**THE TASK:** Work out the number of lines in the listing that include the string "each". Reply with that number alone.

DATA EXCERPTS Start Marker

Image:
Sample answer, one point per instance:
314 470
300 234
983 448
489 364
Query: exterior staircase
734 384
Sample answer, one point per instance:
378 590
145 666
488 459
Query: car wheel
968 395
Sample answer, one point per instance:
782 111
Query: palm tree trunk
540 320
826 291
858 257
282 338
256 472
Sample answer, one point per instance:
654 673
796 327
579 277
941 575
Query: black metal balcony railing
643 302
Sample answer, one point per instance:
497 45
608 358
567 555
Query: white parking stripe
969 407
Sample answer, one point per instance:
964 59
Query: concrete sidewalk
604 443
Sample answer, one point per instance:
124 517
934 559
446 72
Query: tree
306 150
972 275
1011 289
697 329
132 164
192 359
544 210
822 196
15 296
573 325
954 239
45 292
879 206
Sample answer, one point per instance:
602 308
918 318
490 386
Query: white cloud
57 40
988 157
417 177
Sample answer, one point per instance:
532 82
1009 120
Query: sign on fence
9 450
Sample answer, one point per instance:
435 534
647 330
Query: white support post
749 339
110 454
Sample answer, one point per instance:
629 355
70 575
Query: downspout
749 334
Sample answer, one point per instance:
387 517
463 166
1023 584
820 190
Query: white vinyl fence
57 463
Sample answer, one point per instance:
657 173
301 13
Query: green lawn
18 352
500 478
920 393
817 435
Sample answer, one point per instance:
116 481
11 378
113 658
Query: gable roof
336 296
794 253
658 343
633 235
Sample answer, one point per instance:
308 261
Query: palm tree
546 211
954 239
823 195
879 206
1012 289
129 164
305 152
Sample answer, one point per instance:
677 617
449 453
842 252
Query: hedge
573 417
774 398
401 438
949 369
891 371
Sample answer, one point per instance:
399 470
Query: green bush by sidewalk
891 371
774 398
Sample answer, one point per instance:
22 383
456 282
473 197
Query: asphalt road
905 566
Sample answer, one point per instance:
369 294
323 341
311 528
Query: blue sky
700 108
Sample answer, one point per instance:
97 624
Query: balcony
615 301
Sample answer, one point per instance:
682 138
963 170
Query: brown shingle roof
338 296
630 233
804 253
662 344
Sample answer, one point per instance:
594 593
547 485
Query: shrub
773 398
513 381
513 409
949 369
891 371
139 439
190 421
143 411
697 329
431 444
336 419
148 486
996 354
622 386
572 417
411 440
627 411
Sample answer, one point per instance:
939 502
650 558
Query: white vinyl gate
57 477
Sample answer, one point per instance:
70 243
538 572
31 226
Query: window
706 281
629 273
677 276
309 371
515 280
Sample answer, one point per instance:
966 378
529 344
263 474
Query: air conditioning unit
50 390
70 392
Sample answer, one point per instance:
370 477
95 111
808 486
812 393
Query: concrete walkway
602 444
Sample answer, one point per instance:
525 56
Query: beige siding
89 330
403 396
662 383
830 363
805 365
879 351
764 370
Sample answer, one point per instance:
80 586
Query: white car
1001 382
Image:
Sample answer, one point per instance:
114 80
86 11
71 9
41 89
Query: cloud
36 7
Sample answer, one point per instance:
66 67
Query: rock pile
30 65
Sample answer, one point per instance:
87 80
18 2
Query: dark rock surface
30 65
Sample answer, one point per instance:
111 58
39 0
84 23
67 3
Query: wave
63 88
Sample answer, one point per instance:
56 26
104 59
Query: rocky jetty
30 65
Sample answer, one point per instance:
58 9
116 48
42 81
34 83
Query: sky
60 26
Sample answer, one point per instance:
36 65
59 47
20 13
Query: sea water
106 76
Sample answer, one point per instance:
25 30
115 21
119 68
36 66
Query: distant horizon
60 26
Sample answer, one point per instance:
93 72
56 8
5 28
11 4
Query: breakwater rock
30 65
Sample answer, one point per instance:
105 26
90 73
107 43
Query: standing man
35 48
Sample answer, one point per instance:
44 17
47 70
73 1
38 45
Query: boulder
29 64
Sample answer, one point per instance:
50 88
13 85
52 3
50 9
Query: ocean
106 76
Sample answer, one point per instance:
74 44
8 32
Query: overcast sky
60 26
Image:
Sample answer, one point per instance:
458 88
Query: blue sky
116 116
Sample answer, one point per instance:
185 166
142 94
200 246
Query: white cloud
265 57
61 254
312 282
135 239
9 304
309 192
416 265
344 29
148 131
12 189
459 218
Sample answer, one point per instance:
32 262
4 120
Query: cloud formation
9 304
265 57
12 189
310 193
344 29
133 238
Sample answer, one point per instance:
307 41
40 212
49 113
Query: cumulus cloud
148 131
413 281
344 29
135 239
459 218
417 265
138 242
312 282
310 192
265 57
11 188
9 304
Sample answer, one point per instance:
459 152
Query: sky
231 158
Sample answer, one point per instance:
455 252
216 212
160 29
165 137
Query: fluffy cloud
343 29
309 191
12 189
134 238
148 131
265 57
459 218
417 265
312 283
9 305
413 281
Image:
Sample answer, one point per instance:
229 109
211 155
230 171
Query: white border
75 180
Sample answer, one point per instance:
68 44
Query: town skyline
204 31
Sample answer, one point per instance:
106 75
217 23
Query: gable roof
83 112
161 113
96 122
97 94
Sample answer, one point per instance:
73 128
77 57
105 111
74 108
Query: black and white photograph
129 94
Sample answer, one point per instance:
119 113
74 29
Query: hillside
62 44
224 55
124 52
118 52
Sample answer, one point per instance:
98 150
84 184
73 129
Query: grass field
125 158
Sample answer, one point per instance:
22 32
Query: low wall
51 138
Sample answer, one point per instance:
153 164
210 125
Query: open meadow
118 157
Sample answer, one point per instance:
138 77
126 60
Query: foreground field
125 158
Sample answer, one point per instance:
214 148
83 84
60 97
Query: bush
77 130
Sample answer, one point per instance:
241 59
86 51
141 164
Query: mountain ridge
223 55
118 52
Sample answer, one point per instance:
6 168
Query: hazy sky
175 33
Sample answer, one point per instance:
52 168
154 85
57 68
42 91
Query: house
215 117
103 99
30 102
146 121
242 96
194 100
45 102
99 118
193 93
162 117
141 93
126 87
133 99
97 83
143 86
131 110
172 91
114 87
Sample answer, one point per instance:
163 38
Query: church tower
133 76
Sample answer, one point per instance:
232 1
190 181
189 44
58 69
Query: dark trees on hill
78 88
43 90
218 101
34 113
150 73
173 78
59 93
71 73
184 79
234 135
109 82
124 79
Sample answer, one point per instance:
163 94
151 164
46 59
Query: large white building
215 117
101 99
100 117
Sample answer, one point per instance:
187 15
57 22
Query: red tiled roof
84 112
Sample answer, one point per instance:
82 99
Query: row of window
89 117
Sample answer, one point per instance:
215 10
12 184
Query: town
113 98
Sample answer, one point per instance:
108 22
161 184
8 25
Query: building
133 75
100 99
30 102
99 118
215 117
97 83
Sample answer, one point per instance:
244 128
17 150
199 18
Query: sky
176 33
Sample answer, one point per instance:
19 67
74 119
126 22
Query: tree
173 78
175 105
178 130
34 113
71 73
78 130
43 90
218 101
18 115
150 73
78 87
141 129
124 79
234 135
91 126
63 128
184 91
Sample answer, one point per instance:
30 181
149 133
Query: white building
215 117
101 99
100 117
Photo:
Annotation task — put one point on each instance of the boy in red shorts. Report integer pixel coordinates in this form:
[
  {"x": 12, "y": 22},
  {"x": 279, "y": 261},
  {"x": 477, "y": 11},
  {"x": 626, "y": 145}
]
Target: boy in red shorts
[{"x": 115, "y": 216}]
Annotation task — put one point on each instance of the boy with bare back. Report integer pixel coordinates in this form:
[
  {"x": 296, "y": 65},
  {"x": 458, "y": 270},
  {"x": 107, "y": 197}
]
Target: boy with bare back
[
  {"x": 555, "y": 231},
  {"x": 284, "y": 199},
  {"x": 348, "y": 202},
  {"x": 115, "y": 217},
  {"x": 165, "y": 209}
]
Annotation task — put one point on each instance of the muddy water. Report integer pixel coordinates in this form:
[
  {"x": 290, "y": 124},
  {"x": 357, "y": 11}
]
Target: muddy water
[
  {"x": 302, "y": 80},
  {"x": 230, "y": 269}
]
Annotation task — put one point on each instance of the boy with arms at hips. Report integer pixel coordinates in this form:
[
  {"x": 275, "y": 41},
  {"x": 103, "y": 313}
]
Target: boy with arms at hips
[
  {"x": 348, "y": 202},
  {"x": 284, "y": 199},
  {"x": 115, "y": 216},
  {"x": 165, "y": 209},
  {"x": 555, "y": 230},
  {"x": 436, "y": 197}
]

DATA EXCERPTS End Marker

**RESPONSE:** 4